Despite what you may have heard, the Supreme Court will not consider whether lying in politics violates the First Amendment.
That's certainly a juicy question, but the one before the high court Tuesday is a far more technical one: whether the anti-abortion rights group Susan B. Anthony List can challenge an Ohio law criminalizing knowingly false speech in political campaigns even though the group is not in danger of impending prosecution. Experts say the Supreme Court is more likely to agree that Susan B. Anthony List has reason to challenge the law and send it back to the lower courts than strike it down themselves.
"I think what they will do is make it very easy when they send it down to the lower court for that court to strike it down, and I think that's the way it'll stay," says Ilya Shapiro, an attorney with the libertarian Cato Institute. "We have laws against slander, we have laws against defamation, but anything that doesn't rise that high should be fair game for the court of public opinion."
Though it never actually went up, Susan B. Anthony List bought a billboard in 2010 attacking Ohio Democratic Rep. Steven Driehaus's vote for the Affordable Care Act as a "vote for taxpayer funded abortion." Susan B. Anthony List's definition of "taxpayer funded abortion" is misleading.
Public funds for abortion have been barred since the 1970s thanks to Illinois Republican Rep. Henry Hyde, who helped lead a moral crusade against Bill Clinton over his affair with Monica Lewinsky despite his own marital indiscretions. President Barack Obama had to sign an executive order to further reassure former Michigan Democratic Rep. Bart Stupak and his anti-abortion cadre that the health care reform bill wouldn't fund abortion just to secure their votes. Susan B. Anthony List would no doubt argue that subsidies to help Americans purchase health insurance constitute funding for abortion, but by the "money is fungible" definition any politician who ever voted for a tax break of any kind has potentially sent taxpayer funds to an abortion piggy bank.
Driehaus wasn't happy with the billboard, so he filed a complaint with the Ohio Elections Commission, which found probable cause that Susan B. Anthony List's billboard had run afoul of the law. Like many other Democrats, Driehaus got walloped in the 2010 election and so the complaint was ultimately withdrawn, since it no longer mattered.
Susan B. Anthony List though, has every intention of funding more misleading ads against Democrats, and argues that even though there's no longer a pending case against them, since they fully intend to engage in the kind of campaigning they did in 2010, the Ohio law infringes on their First Amendment rights.
"We agree that it chills their speech because their speech has been already subject to an administrative complaint," says Steven Shapiro of the American Civil Liberties Union. "They have reason to be worried about the next election, if they do what they say they're going to do, which is engage in similar speech again."

------------------------------------------------------------

» **About this task**
Rewrite the paragraph of the article on the Supreme Court case over Ohio's false campaign speech law that begins "Driehaus wasn't happy with the billboard" as a short bulleted list that keeps its main facts.

» **Information shown**

------------------------------------------------------------

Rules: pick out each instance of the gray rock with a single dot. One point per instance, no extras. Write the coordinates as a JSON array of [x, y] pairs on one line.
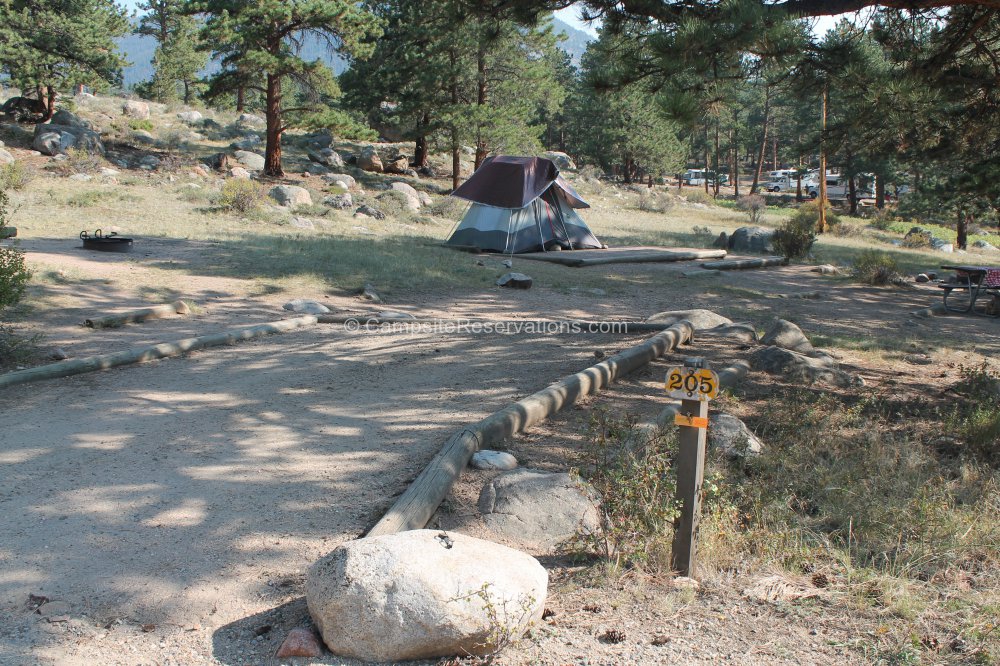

------------------------------------------------------------

» **Solution for this problem**
- Driehaus was unhappy with the billboard and filed a complaint with the Ohio Elections Commission.
- The commission found probable cause that Susan B. Anthony List's billboard had broken the law.
- Like many other Democrats, Driehaus lost badly in the 2010 election.
- Because it no longer mattered, the complaint was eventually withdrawn.